■ EJERCICIO
Indica con qué nombre se bautizó originalmente a la Catrina, según la página sobre el Día de Muertos.
:: PÁGINA
La Catrina: cuando el arte inmortalizó la tradición
El momento crucial, el que todo cambió, llegó con la genialidad del grabador José Guadalupe Posada. Su contribución fue monumental. No se limitó a ilustrar las calaveritas; les dio un alma visual. De su creatividad nació la icónica “Catrina”, originalmente bautizada como “La Calavera Garbancera”. Esta elegante dama esquelética, con su ostentoso sombrero de plumas, era una mordaz crítica a quienes pretendían negar sus raíces indígenas adoptando modas europeas. Posada nos enseñó que, ante la muerte, todos somos iguales: simples calaveras con sombrero. Su legado transformó para siempre la iconografía de esta tradición.
El reconocimiento mundial: cuando lo nuestro se vuelve universal
Un orgullo que viví con emoción fue en 2008, cuando la Organización de las Naciones Unidas para la Educación, la Ciencia y la Cultura (UNESCO) declaró esta festividad como Patrimonio Cultural Inmaterial de la Humanidad. Este nombramiento, respaldado por el Gobierno de México, no fue un simple título. Fue un reconocimiento global a la profunda sabiduría que encierra nuestra forma de entender la existencia. Refuerza el estatus cultural de nuestras comunidades y valida una verdad que siempre hemos sabido: que la muerte no es el final, sino otra forma de estar presentes.
En resumen, el Día de Muertos y sus calaveritas literarias son mucho más que folclor. Son la prueba viviente de que un pueblo que puede reírse de la muerte es un pueblo que realmente comprende el valor de la vida.
::::
:: MATERIAL
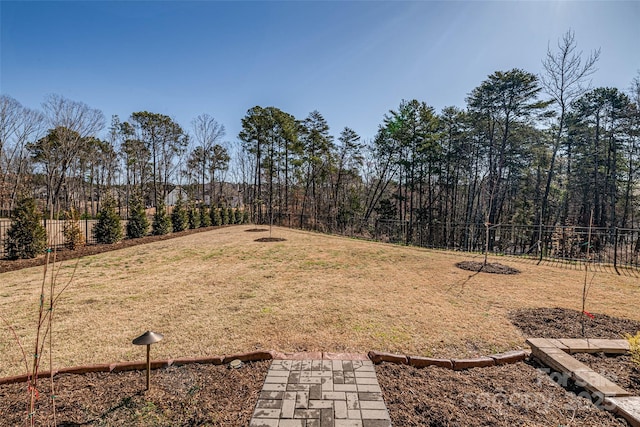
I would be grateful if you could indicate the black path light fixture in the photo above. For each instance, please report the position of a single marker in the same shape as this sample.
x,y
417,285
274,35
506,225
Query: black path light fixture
x,y
147,339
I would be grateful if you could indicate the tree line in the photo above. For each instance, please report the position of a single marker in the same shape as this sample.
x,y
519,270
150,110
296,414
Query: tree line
x,y
525,149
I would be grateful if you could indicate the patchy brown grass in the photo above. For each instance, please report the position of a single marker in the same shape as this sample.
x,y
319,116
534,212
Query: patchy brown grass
x,y
220,292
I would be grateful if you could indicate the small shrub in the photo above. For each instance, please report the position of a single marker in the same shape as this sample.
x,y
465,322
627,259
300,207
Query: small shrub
x,y
161,221
108,229
205,219
194,217
225,216
138,225
634,347
231,215
179,217
73,238
216,218
26,238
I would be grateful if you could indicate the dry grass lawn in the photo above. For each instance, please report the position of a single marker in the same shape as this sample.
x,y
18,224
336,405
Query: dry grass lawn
x,y
220,292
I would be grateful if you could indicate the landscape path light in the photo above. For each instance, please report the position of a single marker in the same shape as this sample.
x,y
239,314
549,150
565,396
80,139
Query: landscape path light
x,y
147,339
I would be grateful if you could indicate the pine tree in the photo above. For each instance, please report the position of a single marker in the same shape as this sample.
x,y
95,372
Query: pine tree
x,y
138,225
108,229
161,221
26,238
179,217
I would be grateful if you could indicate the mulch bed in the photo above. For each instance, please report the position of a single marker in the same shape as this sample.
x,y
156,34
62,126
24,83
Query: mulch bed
x,y
511,395
564,323
508,395
190,395
491,267
619,369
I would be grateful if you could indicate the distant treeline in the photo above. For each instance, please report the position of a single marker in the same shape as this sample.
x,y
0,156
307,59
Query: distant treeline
x,y
526,149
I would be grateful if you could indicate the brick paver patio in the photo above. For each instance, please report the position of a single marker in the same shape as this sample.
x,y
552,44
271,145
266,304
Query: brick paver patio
x,y
321,393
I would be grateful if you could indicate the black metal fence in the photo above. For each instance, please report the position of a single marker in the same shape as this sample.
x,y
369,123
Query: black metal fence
x,y
617,247
55,234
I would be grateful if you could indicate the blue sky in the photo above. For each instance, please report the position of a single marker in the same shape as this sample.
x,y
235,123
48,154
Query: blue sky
x,y
352,61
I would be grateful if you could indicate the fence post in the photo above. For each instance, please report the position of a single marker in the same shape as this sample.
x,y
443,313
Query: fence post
x,y
540,243
615,249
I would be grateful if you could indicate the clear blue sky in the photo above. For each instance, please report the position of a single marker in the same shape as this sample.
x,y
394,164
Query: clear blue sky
x,y
352,61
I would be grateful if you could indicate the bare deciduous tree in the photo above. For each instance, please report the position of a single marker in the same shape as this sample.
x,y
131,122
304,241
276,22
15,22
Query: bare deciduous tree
x,y
564,81
18,125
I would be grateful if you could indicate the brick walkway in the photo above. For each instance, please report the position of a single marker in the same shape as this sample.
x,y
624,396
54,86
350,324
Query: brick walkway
x,y
321,393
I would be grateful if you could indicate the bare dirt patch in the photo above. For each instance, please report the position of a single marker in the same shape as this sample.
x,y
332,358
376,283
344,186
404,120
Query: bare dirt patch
x,y
270,239
491,267
188,395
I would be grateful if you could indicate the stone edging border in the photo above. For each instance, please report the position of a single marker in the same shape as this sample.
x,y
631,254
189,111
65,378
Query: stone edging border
x,y
254,356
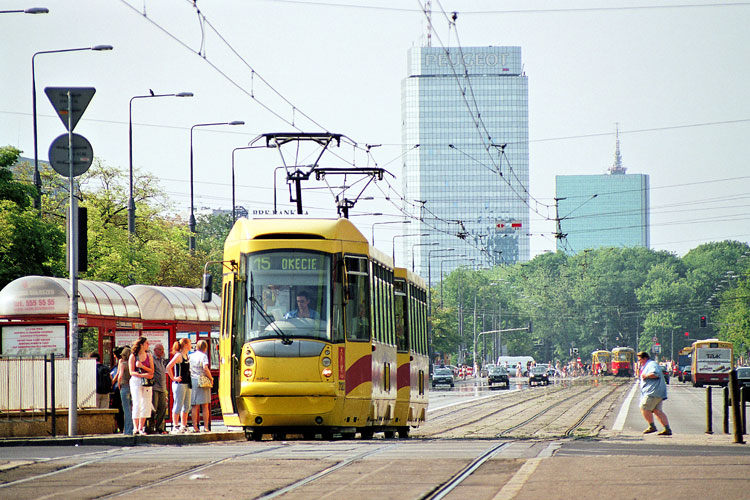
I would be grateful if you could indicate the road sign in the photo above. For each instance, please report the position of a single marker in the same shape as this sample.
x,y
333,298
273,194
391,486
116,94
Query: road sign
x,y
83,155
81,97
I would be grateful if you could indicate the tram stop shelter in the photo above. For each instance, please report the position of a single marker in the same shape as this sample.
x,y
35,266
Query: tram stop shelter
x,y
34,317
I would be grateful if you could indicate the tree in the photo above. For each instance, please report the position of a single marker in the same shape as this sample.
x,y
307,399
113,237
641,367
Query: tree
x,y
28,245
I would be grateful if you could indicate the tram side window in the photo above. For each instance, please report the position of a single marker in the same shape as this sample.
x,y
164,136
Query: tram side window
x,y
400,316
357,312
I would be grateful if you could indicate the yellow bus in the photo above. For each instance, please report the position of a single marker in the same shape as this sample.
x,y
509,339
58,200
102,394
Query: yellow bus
x,y
713,359
312,340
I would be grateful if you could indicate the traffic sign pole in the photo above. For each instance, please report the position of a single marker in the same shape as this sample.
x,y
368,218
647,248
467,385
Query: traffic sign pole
x,y
73,263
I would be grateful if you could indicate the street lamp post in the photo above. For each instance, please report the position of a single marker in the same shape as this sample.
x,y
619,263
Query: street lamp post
x,y
387,222
429,298
434,243
403,236
131,200
457,257
37,177
191,223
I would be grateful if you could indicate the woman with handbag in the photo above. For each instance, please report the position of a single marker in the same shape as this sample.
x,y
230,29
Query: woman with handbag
x,y
141,365
178,370
202,381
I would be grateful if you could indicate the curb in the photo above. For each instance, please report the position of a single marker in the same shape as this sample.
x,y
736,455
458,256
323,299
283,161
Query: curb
x,y
122,440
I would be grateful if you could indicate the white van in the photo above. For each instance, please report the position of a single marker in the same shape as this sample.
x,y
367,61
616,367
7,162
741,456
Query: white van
x,y
513,362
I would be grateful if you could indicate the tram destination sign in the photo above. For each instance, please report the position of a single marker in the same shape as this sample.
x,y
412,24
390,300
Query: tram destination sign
x,y
59,158
288,262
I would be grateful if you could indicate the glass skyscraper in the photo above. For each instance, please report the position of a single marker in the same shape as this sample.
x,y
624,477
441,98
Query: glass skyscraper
x,y
466,158
609,210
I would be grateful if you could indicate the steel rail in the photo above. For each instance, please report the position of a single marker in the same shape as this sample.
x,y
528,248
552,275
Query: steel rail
x,y
129,452
575,426
445,488
186,472
542,412
324,472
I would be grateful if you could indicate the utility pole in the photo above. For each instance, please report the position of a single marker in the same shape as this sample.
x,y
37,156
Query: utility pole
x,y
474,344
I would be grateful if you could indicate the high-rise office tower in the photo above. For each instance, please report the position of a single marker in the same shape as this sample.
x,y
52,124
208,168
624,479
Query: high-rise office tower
x,y
466,157
608,210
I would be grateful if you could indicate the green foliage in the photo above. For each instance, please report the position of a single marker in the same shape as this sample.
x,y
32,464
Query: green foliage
x,y
28,245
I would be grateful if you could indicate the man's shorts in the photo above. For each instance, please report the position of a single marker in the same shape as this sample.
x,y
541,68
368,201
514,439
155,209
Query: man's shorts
x,y
651,403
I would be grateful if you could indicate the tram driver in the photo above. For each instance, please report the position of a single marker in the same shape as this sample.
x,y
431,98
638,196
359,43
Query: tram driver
x,y
303,308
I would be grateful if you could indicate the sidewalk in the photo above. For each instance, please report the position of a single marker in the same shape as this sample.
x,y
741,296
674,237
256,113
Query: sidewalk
x,y
220,433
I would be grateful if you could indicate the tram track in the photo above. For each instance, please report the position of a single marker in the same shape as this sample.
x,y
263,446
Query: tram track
x,y
554,405
570,430
185,473
442,490
106,455
458,415
325,472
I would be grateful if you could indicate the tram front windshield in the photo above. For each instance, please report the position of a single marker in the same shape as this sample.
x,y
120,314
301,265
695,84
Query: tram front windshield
x,y
288,295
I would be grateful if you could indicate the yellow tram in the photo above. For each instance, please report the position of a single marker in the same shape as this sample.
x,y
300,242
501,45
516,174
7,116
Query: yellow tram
x,y
600,362
319,333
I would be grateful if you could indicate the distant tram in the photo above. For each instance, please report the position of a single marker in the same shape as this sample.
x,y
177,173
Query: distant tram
x,y
712,361
600,362
623,362
320,335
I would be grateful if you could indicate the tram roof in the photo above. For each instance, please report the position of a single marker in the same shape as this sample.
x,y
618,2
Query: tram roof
x,y
44,295
330,229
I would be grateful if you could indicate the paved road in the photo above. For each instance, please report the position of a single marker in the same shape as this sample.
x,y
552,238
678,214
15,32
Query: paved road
x,y
620,463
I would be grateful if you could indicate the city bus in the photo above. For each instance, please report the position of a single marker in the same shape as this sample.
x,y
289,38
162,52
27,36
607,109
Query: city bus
x,y
684,360
713,359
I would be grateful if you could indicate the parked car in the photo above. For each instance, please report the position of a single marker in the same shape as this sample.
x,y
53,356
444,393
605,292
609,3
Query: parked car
x,y
538,375
743,376
497,375
442,376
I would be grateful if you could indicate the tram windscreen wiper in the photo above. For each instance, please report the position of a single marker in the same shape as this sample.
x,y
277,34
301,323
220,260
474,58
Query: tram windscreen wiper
x,y
270,320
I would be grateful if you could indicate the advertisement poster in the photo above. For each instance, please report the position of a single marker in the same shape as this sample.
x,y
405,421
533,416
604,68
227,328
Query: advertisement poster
x,y
33,340
713,360
128,338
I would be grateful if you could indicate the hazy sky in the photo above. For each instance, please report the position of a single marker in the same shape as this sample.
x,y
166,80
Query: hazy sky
x,y
673,74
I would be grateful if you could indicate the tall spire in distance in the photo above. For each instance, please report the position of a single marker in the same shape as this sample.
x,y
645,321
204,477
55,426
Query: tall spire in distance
x,y
617,168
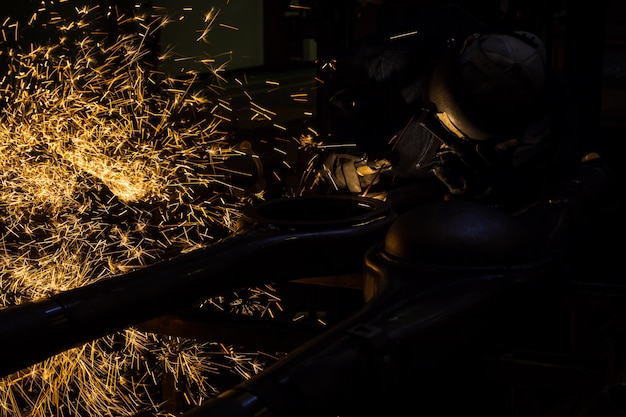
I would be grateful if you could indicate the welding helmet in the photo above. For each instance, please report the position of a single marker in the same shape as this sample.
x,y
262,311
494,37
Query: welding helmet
x,y
490,86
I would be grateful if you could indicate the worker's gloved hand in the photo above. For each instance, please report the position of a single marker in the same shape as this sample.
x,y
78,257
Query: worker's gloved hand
x,y
353,173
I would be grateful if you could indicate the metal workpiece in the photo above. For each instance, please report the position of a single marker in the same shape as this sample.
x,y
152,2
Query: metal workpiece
x,y
329,237
422,314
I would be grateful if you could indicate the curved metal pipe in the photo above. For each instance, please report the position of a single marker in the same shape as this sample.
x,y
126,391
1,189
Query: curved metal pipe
x,y
278,240
420,314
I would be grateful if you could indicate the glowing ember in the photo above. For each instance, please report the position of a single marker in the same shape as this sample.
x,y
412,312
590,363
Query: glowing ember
x,y
106,167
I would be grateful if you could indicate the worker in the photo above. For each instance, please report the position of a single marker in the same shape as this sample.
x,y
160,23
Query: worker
x,y
451,100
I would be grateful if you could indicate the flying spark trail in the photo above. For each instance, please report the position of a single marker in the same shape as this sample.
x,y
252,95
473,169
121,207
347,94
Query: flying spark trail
x,y
107,166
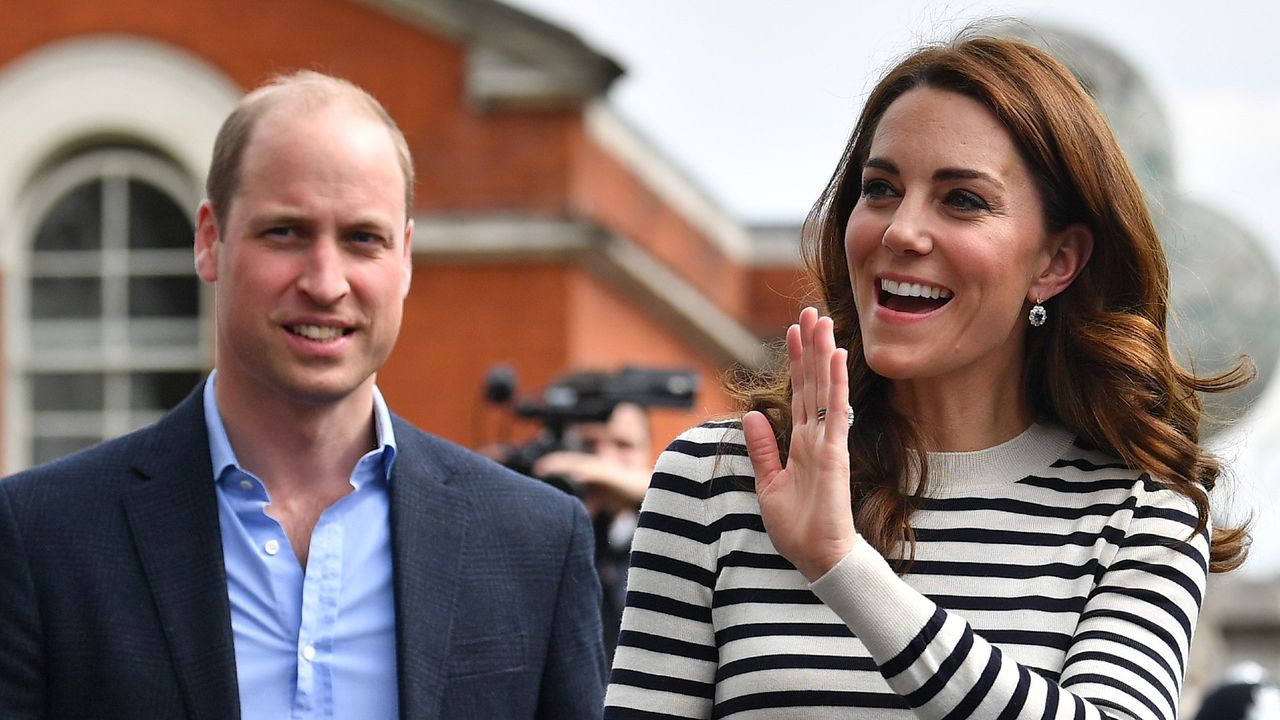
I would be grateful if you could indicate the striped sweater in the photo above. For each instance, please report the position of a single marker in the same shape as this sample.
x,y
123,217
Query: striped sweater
x,y
1050,580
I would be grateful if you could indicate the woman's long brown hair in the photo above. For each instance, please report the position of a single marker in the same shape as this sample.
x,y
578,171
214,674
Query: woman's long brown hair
x,y
1102,367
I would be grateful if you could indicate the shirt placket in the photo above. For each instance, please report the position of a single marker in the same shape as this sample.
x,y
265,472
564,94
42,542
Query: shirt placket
x,y
320,592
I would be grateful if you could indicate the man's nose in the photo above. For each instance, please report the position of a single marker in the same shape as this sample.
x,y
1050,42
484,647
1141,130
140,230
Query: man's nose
x,y
324,273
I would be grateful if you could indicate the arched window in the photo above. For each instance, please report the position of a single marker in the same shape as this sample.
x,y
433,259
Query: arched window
x,y
113,306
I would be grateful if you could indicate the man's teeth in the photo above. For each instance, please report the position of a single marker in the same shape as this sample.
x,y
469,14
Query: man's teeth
x,y
321,333
914,290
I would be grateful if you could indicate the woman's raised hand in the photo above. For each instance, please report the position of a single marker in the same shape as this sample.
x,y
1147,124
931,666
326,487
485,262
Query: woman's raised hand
x,y
805,505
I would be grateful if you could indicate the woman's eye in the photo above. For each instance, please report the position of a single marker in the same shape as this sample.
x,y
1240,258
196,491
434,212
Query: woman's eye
x,y
877,188
965,200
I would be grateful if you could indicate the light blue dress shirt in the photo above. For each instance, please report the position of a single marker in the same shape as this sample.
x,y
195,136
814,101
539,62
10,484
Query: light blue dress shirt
x,y
319,643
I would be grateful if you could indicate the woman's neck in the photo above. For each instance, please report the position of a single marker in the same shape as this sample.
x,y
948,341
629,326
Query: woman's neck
x,y
961,417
::::
■ RESULTADO
La Calavera Garbancera.